THINGS TO DO
**a.** List every numbered figure and graph caption in the MerR results text, each exactly as it appears.
**b.** From the MerR results text, copy the passage starting at "You can analyse" and ending at "any plasmid vector.".
**c.** Write the next part of the text on MerR repression of RFP, picking up after its final sentence.

TEXT EXCERPT
______________________________

We characterized its efficiency through the RFP regulated expression! Check this out in results!
Results
Our team (UFAM-UEA_Brazil) worked improving the Mer operon expression to increase bioremediation in E. coli through novel mer promoters sequences. For it, we primarily characterized the MerR expression under control of different promoters from Anderson Collection (BBa_J23100, BBa_J23104, BBa_J23106 e BBa_I142033) through the repression of RFP (BBa_K081014) production, in a synthetic genetic circuit represented bellow.
Figure 02: MerR expression test.
On the first experiment, we used the novel regulated promoter designed by our team BBa_K2123109 (Stationary growth phase promoter with downstream mer operator) to measure the RFP repression by MerR under control of BBa_J23100, BBa_J23104, BBa_J23106 e BBa_I142033 constitutive promoters in solid LB media, as you can see below.
Figure 03: MerR repressing RFP production in different levels cloned in E. coli DH5-alpha.
You can analyse by the RFP expression and thus fluorescence intensity that the samples greater repressed by MerR was the ones under control of BBa_J23100 and BBa_I14033 constituve promoters. So, we measured the RFP expression using Chamaleon Spectrofluorometer with and without MerR repressor protein under control of these two constituve promoter. The results are presented in the graph 1 below.
Graph 1: RFP expression with and without MerR regulator under control of BBa_J23100 and BBa_I14033. Control bacteria is DH5-alpha without any plasmid vector.
As we can see, between BBa_J23100 and BBa_I14033, the best repressed was with BBa_J23100 constitutive promoter. So, we selected BBa_J23100 to controls MerR expression in our synthetic genetic circuits. We made also other experiments to understand the interactions between MerR and new regulated promoters designed by our team, aiming to reach a well repressor mechanism, increasing the natural MerR regulation.

______________________________

[Region pointing data]

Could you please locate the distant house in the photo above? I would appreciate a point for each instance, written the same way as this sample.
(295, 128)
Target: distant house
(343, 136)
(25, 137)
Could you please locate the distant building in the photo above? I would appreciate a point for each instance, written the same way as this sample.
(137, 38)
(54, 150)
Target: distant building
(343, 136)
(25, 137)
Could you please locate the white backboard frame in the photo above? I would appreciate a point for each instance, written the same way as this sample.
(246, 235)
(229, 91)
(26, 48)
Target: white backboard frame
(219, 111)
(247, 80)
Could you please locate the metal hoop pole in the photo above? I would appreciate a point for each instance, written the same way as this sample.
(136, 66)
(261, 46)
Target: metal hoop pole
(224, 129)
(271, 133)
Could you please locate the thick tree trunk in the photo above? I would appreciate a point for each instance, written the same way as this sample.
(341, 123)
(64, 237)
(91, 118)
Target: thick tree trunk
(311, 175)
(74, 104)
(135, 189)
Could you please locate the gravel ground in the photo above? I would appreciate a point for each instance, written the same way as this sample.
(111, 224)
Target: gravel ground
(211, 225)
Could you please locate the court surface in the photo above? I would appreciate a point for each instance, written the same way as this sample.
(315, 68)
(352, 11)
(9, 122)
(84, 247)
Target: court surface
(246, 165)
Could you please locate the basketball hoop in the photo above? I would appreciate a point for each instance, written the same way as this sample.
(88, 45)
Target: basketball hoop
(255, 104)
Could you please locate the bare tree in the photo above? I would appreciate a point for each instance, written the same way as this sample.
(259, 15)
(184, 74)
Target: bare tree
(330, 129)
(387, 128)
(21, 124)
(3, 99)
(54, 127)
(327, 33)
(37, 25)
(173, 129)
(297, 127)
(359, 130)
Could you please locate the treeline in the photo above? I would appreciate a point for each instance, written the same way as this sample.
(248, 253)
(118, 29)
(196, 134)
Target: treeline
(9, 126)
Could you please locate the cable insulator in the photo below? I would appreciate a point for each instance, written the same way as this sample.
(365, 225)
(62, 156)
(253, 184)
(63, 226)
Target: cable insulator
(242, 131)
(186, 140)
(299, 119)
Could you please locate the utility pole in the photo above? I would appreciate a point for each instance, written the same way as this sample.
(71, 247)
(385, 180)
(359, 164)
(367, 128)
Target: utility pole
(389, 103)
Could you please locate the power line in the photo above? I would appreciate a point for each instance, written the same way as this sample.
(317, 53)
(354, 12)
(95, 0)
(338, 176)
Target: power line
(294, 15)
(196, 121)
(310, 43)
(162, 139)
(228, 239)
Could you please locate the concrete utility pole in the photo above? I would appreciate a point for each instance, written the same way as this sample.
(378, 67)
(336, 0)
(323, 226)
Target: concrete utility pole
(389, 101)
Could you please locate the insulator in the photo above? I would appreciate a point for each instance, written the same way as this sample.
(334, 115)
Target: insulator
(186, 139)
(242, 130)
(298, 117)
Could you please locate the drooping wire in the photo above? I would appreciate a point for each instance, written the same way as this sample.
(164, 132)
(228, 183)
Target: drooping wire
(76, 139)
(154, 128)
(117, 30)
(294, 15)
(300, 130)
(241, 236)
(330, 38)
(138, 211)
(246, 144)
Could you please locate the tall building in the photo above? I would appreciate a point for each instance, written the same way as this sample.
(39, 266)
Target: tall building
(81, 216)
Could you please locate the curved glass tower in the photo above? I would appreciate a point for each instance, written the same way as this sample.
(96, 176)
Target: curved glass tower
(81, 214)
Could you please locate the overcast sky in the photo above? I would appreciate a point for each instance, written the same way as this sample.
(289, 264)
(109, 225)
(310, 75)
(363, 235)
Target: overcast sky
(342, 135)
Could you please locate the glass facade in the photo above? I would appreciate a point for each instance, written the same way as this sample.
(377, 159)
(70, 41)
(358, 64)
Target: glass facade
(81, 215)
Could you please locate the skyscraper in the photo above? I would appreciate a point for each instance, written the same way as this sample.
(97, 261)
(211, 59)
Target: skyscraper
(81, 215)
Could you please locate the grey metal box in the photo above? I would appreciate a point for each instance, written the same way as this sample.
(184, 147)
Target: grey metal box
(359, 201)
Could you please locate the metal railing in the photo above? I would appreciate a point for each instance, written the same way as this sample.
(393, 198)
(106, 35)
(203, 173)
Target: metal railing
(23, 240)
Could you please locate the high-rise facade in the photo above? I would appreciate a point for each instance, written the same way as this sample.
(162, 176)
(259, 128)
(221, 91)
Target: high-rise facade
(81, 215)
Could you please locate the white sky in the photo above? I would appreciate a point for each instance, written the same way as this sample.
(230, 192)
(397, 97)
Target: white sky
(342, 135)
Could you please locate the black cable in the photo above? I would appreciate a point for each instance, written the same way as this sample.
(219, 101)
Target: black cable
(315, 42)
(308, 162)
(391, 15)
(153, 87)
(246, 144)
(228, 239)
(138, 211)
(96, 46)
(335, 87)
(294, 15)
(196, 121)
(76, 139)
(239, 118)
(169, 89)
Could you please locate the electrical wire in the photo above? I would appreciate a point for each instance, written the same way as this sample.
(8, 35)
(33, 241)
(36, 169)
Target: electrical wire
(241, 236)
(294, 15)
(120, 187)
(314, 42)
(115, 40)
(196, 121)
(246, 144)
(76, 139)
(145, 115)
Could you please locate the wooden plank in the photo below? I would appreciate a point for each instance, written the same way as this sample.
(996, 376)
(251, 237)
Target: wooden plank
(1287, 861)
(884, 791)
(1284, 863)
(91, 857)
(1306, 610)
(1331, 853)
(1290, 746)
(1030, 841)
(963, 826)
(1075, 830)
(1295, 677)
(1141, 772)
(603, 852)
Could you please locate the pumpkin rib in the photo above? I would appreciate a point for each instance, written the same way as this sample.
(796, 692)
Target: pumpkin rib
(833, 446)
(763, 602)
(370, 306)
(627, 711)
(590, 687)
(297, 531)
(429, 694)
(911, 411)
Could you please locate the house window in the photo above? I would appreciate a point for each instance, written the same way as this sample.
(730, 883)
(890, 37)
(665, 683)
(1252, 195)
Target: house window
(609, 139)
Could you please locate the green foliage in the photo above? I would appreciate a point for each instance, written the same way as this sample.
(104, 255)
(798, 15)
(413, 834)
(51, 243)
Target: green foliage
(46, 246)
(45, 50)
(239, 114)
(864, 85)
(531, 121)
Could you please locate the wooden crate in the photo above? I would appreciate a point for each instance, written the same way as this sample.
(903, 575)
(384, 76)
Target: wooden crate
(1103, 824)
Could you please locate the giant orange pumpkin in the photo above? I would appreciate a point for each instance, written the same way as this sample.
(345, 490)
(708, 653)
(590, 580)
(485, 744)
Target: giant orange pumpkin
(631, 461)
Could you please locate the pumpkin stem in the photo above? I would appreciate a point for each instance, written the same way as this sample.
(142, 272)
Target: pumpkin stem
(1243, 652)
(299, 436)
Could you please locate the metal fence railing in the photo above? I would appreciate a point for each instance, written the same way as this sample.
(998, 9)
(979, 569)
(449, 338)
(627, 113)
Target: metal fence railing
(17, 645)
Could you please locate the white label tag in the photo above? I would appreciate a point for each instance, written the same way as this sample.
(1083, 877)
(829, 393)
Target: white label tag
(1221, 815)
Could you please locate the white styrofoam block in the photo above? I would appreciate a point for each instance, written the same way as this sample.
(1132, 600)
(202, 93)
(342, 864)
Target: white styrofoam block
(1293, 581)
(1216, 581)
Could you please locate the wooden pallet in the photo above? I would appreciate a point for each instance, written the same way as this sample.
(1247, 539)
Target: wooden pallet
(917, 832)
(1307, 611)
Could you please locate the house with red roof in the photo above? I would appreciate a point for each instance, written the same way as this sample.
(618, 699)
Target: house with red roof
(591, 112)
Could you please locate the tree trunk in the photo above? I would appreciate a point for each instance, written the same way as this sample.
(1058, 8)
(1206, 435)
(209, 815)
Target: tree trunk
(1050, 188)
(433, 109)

______________________________

ANSWERS FOR THE TASKS
**a.**
- Figure 02: MerR expression test.
- Figure 03: MerR repressing RFP production in different levels cloned in E. coli DH5-alpha.
- Graph 1: RFP expression with and without MerR regulator under control of BBa_J23100 and BBa_I14033. Control bacteria is DH5-alpha without any plasmid vector.

**b.**
You can analyse by the RFP expression and thus fluorescence intensity that the samples greater repressed by MerR was the ones under control of BBa_J23100 and BBa_I14033 constituve promoters. So, we measured the RFP expression using Chamaleon Spectrofluorometer with and without MerR repressor protein under control of these two constituve promoter. The results are presented in the graph 1 below.
Graph 1: RFP expression with and without MerR regulator under control of BBa_J23100 and BBa_I14033. Control bacteria is DH5-alpha without any plasmid vector.

**c.**
To characterize the intensity of the promoters library expression, RFP (BBa_K081014) was linked to them, as reporter gene. Fluorescence tests were performed in parallel to growth curves. From these promoters, the ones who stood out were BBa_K2123006 and BBa_K2123007, but the most well regulated one, chosen to compose Mer Operon, was BBa_K2123004.
Despite not composing Mer Operon, the regulated promoter whose regulation stood out was BBa_K2123001, with overlap operator. At fluorescence tests, comparing to the control, 99% of RFP expression was inhibited, thanks to the design which overlapped not only to spacing, but the isomers -10 and -35, complicating, or almost obstructing, the interaction between RNA polymerase and promoter.
Another promoter which exceled during inhibition tests was BBa_K2123002, in which design between two main isomers, showed 92% inhibtion of RFP expression when compared to control.
To finalize this part characterization, we cloned it with the Mer Operon improved genes device (as the figure aiming to measure the amoung of mercury bioremediated under control of our MerR with very strong regulation in 7.5ppm of mercury chloride with 10 hours of growth.
We used two new regulated promoters to compare with natural one. The first test was validated the growth curve in 7.5ppm of HgCl2 in liquid LM media. The result are shown below.
In the growth tests we used 7,5 µg/mL of mercury, comparing with the device K1355004 (used in 2014) and the new construction. At the best take, the new construction showed 4,6 times better result than the previous device.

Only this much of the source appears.